### Task prompt
Skip the pictures and extract all of the lines exactly as written.

### Given entries
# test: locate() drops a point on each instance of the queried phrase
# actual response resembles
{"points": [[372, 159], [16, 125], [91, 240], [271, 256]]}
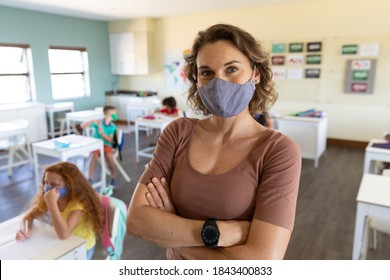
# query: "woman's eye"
{"points": [[205, 73], [231, 69]]}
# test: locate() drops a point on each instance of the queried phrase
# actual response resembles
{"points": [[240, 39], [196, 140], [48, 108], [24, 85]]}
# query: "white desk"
{"points": [[43, 243], [57, 107], [375, 154], [14, 129], [309, 133], [82, 116], [138, 110], [79, 145], [159, 123], [373, 199]]}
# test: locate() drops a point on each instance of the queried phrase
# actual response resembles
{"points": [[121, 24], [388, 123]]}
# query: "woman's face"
{"points": [[223, 60], [54, 180]]}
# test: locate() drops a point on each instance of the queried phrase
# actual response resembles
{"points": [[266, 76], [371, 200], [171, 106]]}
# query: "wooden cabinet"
{"points": [[129, 53]]}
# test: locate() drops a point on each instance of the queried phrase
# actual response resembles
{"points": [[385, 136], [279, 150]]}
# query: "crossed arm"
{"points": [[152, 217]]}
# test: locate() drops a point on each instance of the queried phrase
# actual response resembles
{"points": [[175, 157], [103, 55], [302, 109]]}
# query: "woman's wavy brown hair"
{"points": [[264, 95], [78, 189]]}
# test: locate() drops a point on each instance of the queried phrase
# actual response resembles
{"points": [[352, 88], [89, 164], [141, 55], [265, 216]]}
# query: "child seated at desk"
{"points": [[105, 130], [169, 108], [71, 202]]}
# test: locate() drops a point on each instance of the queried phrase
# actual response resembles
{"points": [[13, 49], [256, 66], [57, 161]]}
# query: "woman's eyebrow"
{"points": [[225, 64]]}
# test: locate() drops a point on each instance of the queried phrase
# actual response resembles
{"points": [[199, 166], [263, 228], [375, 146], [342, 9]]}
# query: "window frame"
{"points": [[29, 74], [84, 73]]}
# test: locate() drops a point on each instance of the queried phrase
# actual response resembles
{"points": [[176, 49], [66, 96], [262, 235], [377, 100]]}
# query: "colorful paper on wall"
{"points": [[278, 48], [295, 59]]}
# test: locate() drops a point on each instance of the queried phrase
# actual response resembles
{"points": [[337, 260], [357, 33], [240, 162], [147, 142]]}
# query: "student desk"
{"points": [[57, 107], [309, 133], [82, 116], [43, 243], [373, 199], [372, 153], [14, 129], [78, 145], [134, 111], [142, 123]]}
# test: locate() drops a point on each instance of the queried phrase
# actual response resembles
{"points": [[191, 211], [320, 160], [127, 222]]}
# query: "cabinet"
{"points": [[122, 101], [129, 53], [309, 133]]}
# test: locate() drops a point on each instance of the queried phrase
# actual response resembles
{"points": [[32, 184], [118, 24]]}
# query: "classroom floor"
{"points": [[325, 216]]}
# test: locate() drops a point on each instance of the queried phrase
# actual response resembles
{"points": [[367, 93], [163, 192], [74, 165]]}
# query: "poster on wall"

### Answer to this problem
# test: locate() drops a point on each instance of the queried phrase
# actual response resembles
{"points": [[372, 159], [16, 125], [91, 240], [271, 256]]}
# query: "woman's eye"
{"points": [[205, 73], [231, 69]]}
# test: locate() drops a point on each instance of the queried phrase
# actual response resembles
{"points": [[240, 39], [196, 140], [48, 108], [24, 85]]}
# query: "white desk"
{"points": [[43, 243], [57, 107], [375, 154], [14, 129], [309, 133], [82, 116], [138, 110], [79, 145], [159, 123], [373, 199]]}
# test: locate() drops a point on each instance of the queried phrase
# actual response resembles
{"points": [[121, 24], [388, 123]]}
# query: "woman's face"
{"points": [[223, 60], [54, 180]]}
# test: locate() drops a point on each instance of the queried phrase
# actual response resembles
{"points": [[266, 76], [371, 200], [171, 106]]}
# query: "wooden cabinet"
{"points": [[129, 53]]}
# test: locate() drops a point on each instance of the queried phrase
# actual response resembles
{"points": [[385, 136], [279, 150]]}
# query: "crossed arm"
{"points": [[152, 217]]}
# test: locate() drops a point on each instance of the queried phrase
# actual response resembles
{"points": [[175, 157], [103, 55], [302, 109]]}
# query: "woman's wavy brown hair"
{"points": [[264, 95], [78, 189]]}
# test: locate() drops a point on each instance of the queried phrase
# actual response resembles
{"points": [[352, 88], [89, 164], [141, 55], [265, 216]]}
# query: "child seated at desk"
{"points": [[105, 130], [169, 108], [71, 202]]}
# test: locate() drops a point on each instance of the queried phrase
# actual response resembles
{"points": [[13, 49], [256, 66], [57, 161]]}
# query: "woman's eyebrow"
{"points": [[225, 64]]}
# test: locate() drops a point on each instance of the queried phrase
# actual response resembles
{"points": [[199, 166], [263, 228], [375, 146], [342, 9]]}
# query: "window frame"
{"points": [[29, 74], [84, 73]]}
# test: locate() drops a point on each instance of the queried phrase
# actual response resembles
{"points": [[176, 49], [66, 96], [262, 235], [377, 100]]}
# query: "colorful paper on wall"
{"points": [[278, 48], [295, 59]]}
# test: locate() drops a point on each instance of the queried phrase
# actual response resembles
{"points": [[337, 260], [357, 33], [240, 162], [147, 142]]}
# query: "student desk"
{"points": [[57, 107], [309, 133], [82, 116], [43, 243], [373, 199], [372, 153], [14, 129], [78, 145], [134, 111], [142, 123]]}
# test: locate() drops a point on each instance of the queried phrase
# actual response resembles
{"points": [[191, 211], [320, 160], [127, 222]]}
# query: "cabinet"
{"points": [[122, 101], [129, 53], [309, 133]]}
# test: locate() drops a point on each instance of the queried phrase
# actual response resembles
{"points": [[32, 184], [118, 24]]}
# query: "classroom floor"
{"points": [[325, 216]]}
# test: locate() drops a point on each instance of the queried phrase
# actual response resembles
{"points": [[367, 93], [163, 192], [74, 165]]}
# query: "poster on wall"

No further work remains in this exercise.